BEGIN DATA TO EXAMINE

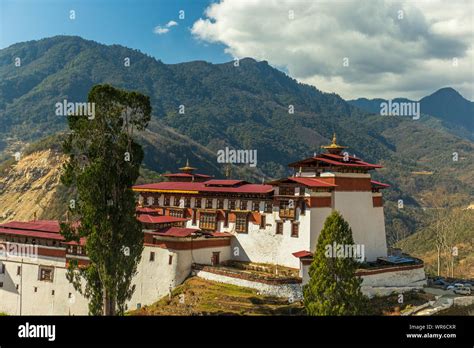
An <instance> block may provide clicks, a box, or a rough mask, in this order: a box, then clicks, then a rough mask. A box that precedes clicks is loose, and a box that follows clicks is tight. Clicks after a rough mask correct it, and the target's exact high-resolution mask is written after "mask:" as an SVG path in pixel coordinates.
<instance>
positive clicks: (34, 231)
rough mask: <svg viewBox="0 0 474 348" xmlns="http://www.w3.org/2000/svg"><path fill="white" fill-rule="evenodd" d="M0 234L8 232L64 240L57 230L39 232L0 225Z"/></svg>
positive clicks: (9, 234)
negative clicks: (5, 226)
mask: <svg viewBox="0 0 474 348" xmlns="http://www.w3.org/2000/svg"><path fill="white" fill-rule="evenodd" d="M0 234H9V235H16V236H23V237H33V238H47V239H55V240H64V237H63V236H62V235H61V234H59V233H57V232H41V231H34V230H22V229H16V228H4V227H3V226H0Z"/></svg>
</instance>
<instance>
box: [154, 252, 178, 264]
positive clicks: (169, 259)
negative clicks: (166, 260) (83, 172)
mask: <svg viewBox="0 0 474 348" xmlns="http://www.w3.org/2000/svg"><path fill="white" fill-rule="evenodd" d="M149 261H150V262H154V261H155V252H154V251H150V258H149ZM172 264H173V255H169V256H168V265H172Z"/></svg>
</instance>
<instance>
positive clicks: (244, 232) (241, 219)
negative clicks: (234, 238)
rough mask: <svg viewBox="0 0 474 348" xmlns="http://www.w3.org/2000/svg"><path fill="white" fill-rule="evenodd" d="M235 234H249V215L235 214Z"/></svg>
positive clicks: (236, 213)
mask: <svg viewBox="0 0 474 348" xmlns="http://www.w3.org/2000/svg"><path fill="white" fill-rule="evenodd" d="M242 220H243V221H242ZM242 226H243V228H242ZM235 232H237V233H248V232H249V215H248V214H247V213H236V214H235Z"/></svg>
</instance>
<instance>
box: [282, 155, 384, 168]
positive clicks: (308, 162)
mask: <svg viewBox="0 0 474 348" xmlns="http://www.w3.org/2000/svg"><path fill="white" fill-rule="evenodd" d="M309 165H314V166H323V167H324V166H326V167H327V165H332V166H341V167H357V168H363V169H367V170H371V169H376V168H383V167H382V166H381V165H378V164H371V163H367V162H364V161H362V160H361V159H359V158H357V157H354V156H343V155H338V154H331V153H322V154H319V155H316V156H313V157H308V158H306V159H303V160H301V161H298V162H293V163H290V164H289V165H288V166H289V167H293V168H299V167H307V166H309Z"/></svg>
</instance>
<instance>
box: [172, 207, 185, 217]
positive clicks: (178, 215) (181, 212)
mask: <svg viewBox="0 0 474 348" xmlns="http://www.w3.org/2000/svg"><path fill="white" fill-rule="evenodd" d="M169 212H170V216H172V217H180V218H182V217H183V215H184V212H183V210H180V209H170V210H169Z"/></svg>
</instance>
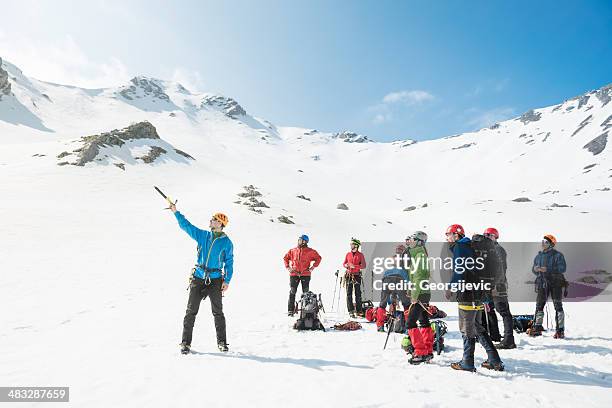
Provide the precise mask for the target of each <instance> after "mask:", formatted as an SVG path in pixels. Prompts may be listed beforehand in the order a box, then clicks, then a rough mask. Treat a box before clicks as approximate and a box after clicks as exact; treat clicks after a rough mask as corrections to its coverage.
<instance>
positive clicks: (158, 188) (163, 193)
mask: <svg viewBox="0 0 612 408" xmlns="http://www.w3.org/2000/svg"><path fill="white" fill-rule="evenodd" d="M153 187H155V190H157V192H158V193H159V194H160V195H161V196H162V197H164V198H165V199H166V201H168V204H169V205H176V203H178V200H176V201H175V202H172V199H171V198H170V197H168V196H167V195H165V194H164V193H163V192H162V191H161V190H160V189H159V188H158V187H157V186H153ZM165 209H166V210H169V209H170V207H168V208H165Z"/></svg>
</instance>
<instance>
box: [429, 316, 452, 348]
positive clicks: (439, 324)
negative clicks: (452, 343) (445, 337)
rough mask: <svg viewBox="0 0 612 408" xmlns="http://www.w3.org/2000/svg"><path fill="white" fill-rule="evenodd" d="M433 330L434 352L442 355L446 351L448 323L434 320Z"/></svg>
mask: <svg viewBox="0 0 612 408" xmlns="http://www.w3.org/2000/svg"><path fill="white" fill-rule="evenodd" d="M431 329H432V330H433V332H434V347H433V348H434V350H436V353H438V354H440V353H441V352H442V350H444V335H445V334H446V332H447V331H448V328H447V327H446V323H444V322H443V321H442V320H432V321H431Z"/></svg>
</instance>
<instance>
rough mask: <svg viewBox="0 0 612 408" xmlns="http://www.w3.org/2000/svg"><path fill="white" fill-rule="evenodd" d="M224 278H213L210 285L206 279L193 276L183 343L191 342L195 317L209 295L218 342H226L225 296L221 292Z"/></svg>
mask: <svg viewBox="0 0 612 408" xmlns="http://www.w3.org/2000/svg"><path fill="white" fill-rule="evenodd" d="M221 283H223V279H222V278H215V279H211V280H210V283H209V284H208V285H205V284H204V279H199V278H193V279H192V281H191V284H190V285H189V300H188V301H187V311H186V312H185V318H184V319H183V343H185V344H191V337H192V334H193V325H194V323H195V317H196V315H197V314H198V310H200V302H202V300H203V299H206V298H207V297H208V298H210V306H211V308H212V312H213V316H214V317H215V329H216V331H217V343H225V342H226V341H227V339H226V336H225V316H224V315H223V297H222V293H221Z"/></svg>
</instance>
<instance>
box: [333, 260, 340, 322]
mask: <svg viewBox="0 0 612 408" xmlns="http://www.w3.org/2000/svg"><path fill="white" fill-rule="evenodd" d="M338 273H340V270H339V269H336V283H335V284H334V297H332V312H333V311H334V304H335V303H336V289H337V288H338Z"/></svg>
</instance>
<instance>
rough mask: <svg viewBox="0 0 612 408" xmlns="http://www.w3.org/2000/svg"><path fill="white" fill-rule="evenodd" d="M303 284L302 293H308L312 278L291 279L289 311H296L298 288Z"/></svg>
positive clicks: (290, 311) (289, 287) (291, 311)
mask: <svg viewBox="0 0 612 408" xmlns="http://www.w3.org/2000/svg"><path fill="white" fill-rule="evenodd" d="M300 282H301V283H302V293H306V292H308V290H309V289H310V276H290V277H289V302H288V303H287V311H289V312H294V311H295V294H296V293H297V287H298V286H299V285H300Z"/></svg>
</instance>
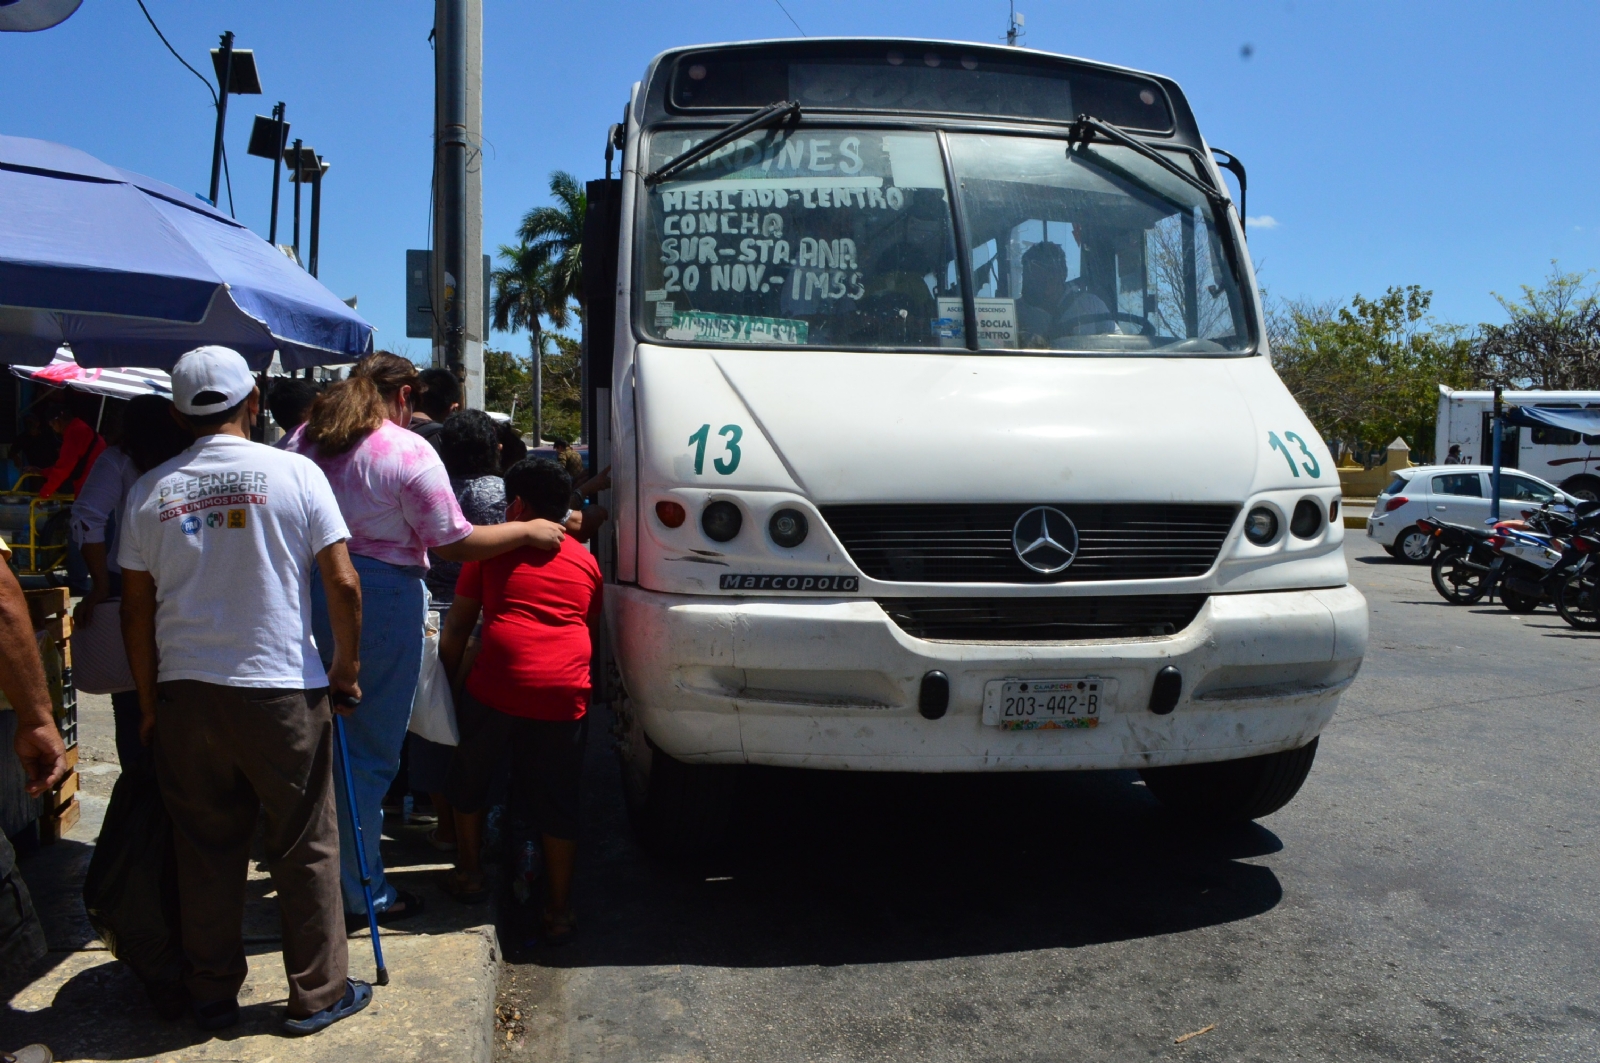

END DATA TO EXAMINE

#### [JOB ITEM]
List each line of the items that contains the string "negative".

#### [SOLUTION TO THIS PROBLEM]
negative clicks: (5, 226)
negative clicks: (166, 260) (83, 172)
negative clicks: (234, 238)
negative clicks: (452, 343) (445, 337)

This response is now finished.